— start Data to process —

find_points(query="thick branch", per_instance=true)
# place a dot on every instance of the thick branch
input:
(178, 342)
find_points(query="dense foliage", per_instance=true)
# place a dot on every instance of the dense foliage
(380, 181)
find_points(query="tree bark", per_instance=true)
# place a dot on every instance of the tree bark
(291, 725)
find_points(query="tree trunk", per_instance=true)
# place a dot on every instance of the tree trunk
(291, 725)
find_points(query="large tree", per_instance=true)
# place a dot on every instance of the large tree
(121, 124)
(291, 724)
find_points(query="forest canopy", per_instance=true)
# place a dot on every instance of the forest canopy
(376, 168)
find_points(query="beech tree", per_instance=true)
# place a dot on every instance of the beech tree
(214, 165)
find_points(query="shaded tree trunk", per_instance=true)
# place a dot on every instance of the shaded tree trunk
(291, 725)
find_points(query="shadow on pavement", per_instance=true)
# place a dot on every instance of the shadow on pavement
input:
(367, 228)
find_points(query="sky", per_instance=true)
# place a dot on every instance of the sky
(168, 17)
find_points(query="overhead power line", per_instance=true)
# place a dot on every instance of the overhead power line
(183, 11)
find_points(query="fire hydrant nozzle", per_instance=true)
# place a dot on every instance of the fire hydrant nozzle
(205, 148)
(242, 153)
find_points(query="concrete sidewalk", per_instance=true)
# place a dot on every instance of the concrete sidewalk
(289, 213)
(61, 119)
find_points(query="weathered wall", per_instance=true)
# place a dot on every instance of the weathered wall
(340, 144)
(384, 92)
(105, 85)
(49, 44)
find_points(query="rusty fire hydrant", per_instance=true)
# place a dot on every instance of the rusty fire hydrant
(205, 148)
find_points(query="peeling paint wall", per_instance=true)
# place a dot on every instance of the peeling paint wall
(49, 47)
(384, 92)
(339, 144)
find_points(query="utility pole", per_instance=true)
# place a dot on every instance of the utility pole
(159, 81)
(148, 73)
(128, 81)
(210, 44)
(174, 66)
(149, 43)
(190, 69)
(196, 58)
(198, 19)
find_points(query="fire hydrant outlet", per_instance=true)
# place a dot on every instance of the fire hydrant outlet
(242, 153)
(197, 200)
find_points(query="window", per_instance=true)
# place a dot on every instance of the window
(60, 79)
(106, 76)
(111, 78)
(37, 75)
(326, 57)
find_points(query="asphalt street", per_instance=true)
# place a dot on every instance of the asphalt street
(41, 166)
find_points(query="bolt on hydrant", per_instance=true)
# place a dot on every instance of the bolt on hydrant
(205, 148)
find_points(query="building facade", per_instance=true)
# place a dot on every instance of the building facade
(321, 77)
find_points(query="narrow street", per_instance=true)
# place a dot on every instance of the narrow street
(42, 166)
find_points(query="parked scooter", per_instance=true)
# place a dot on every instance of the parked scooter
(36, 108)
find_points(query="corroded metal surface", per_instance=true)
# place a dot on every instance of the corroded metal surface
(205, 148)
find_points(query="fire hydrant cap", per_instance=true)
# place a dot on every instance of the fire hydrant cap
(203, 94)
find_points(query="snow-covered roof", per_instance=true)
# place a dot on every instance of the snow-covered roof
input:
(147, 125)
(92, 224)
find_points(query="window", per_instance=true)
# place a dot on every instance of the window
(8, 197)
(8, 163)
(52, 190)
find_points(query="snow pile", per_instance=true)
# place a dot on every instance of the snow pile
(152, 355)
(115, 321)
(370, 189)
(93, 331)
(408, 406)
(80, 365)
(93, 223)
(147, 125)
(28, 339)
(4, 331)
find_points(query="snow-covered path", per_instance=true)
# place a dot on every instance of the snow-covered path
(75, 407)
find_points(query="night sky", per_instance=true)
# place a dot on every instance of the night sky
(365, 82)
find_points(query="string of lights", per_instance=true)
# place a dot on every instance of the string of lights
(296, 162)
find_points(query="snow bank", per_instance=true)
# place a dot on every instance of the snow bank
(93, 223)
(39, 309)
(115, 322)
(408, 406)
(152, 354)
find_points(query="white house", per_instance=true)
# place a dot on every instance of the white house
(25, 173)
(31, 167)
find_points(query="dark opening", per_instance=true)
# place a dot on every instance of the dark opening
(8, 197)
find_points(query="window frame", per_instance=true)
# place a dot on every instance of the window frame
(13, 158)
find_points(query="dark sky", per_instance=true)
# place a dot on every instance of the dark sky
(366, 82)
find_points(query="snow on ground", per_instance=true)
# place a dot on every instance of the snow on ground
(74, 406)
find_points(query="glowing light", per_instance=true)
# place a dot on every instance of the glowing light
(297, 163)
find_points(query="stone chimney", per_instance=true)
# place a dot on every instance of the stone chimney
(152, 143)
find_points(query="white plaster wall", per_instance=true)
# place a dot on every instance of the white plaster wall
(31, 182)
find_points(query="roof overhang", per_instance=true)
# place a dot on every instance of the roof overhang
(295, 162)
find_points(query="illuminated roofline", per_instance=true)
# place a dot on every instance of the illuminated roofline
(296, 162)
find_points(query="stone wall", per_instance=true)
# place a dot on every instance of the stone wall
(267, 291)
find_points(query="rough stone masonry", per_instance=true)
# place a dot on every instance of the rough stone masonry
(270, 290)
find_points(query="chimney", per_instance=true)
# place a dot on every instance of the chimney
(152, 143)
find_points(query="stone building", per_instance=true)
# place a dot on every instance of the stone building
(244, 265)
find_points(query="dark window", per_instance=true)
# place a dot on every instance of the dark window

— end Data to process —

» Given problem
Show every line of the items above that contains the word "paint".

» Output of the task
find_points(query="peeling paint wall", per_instance=true)
# place a dot on every instance of the peeling paint wall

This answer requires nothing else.